Extract to read.
========================================================================

VT fallout? One broken B.B. gun = four arrests

Not since a class full of architecture mystery writing students allegedly trespassed at an abandoned hospital has a UVA class assignment resulted in as much trouble as this one. On Monday night, April 23, at just after 11pm, police responded to reports of a gunman outside an engineering building.

Coming exactly a week after the Virginia Tech massacre, terrified students barricaded themselves in rooms; several had panic attacks so severe they required hospitalization. More than two dozen police responded with guns drawn, only to discover four serious students filming a skit for their Japanese 102 class.

The weapon? A broken plastic b.b. gun used for a scene in which one character mugs another on the streets of Tokyo. The supposed gunman, 19-year-old Christopher Allen Smith, was arrested on the scene, charged with misdemeanor brandishing a firearm and spent the next two nights in jail before being released on $10,000 bond Wednesday morning. Three other students, seen in this photo, Caroline Y. Choe, Jerry N. Hsieh, and Eric Chau. were arrested last night and face the same charges. They were booked and released the same evening on their own recognizance.

Civil rights activists are calling the arrests an overreaction.

"It was stupid, no doubt," says Rutherford Institute founder John Whitehead of the students decision to film such a scene so soon after Virginia Tech. "But we don't put people in jail for being stupid." Whitehead believes the issue could have been handled by the school instead of being turned over to law enforcement. UVA spokesperson Carol Wood did not immediately return the Hook's calls.

"If it wasn't a real threat," Whitehead says, "I don't understand why we're doing this." North Carolina-based Mikael Gross, a lawyer and former police officer who helped apprehend the shooter at Appalachian Law School in 2002, agrees. "How can you brandish a weapon if it's not a real weapon?" he asks. "I know it's a short period of time after Virginia Tech, but people have got to remember the Constitution is still the Constitution."

UVA police spokesperson Captain Michael Coleman declines comment on his department's response, but Albemarle Commonwealth's Attorney Jim Camblos, who brought the charges against all four students, says the egregiousness of their offense can not be underestimated.

"There's a horrific set of facts involved with this case," he says. "It put a lot of police to a lot of work and scared a number of university students to the point that several had to go to the hospital."

The students involved say they understand why people were terrified, and in hindsight they wish they could go back and undo it.

"It was a grievous lack of judgment," says Choe, who along with Chau and Hsieh met a Hook reporter hours after their court appearance on today. Smith could not attend the interview, but told a Hook reporter by telephone he deeply regrets the incident and that "there was no intent to cause fear."

========================================================================

Recorded data.
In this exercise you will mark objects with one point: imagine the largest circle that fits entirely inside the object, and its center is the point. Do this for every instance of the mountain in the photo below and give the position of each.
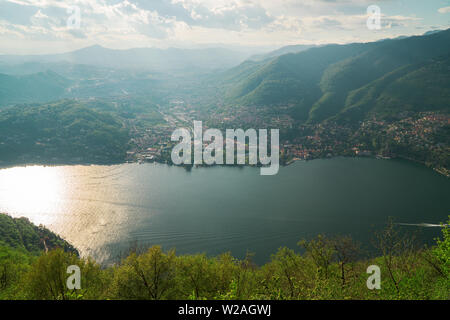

========================================================================

Work instruction. Name every student who was arrested, according to the article about the B.B. gun arrests.

Response. Christopher Allen Smith, Caroline Y. Choe, Jerry N. Hsieh, Eric Chau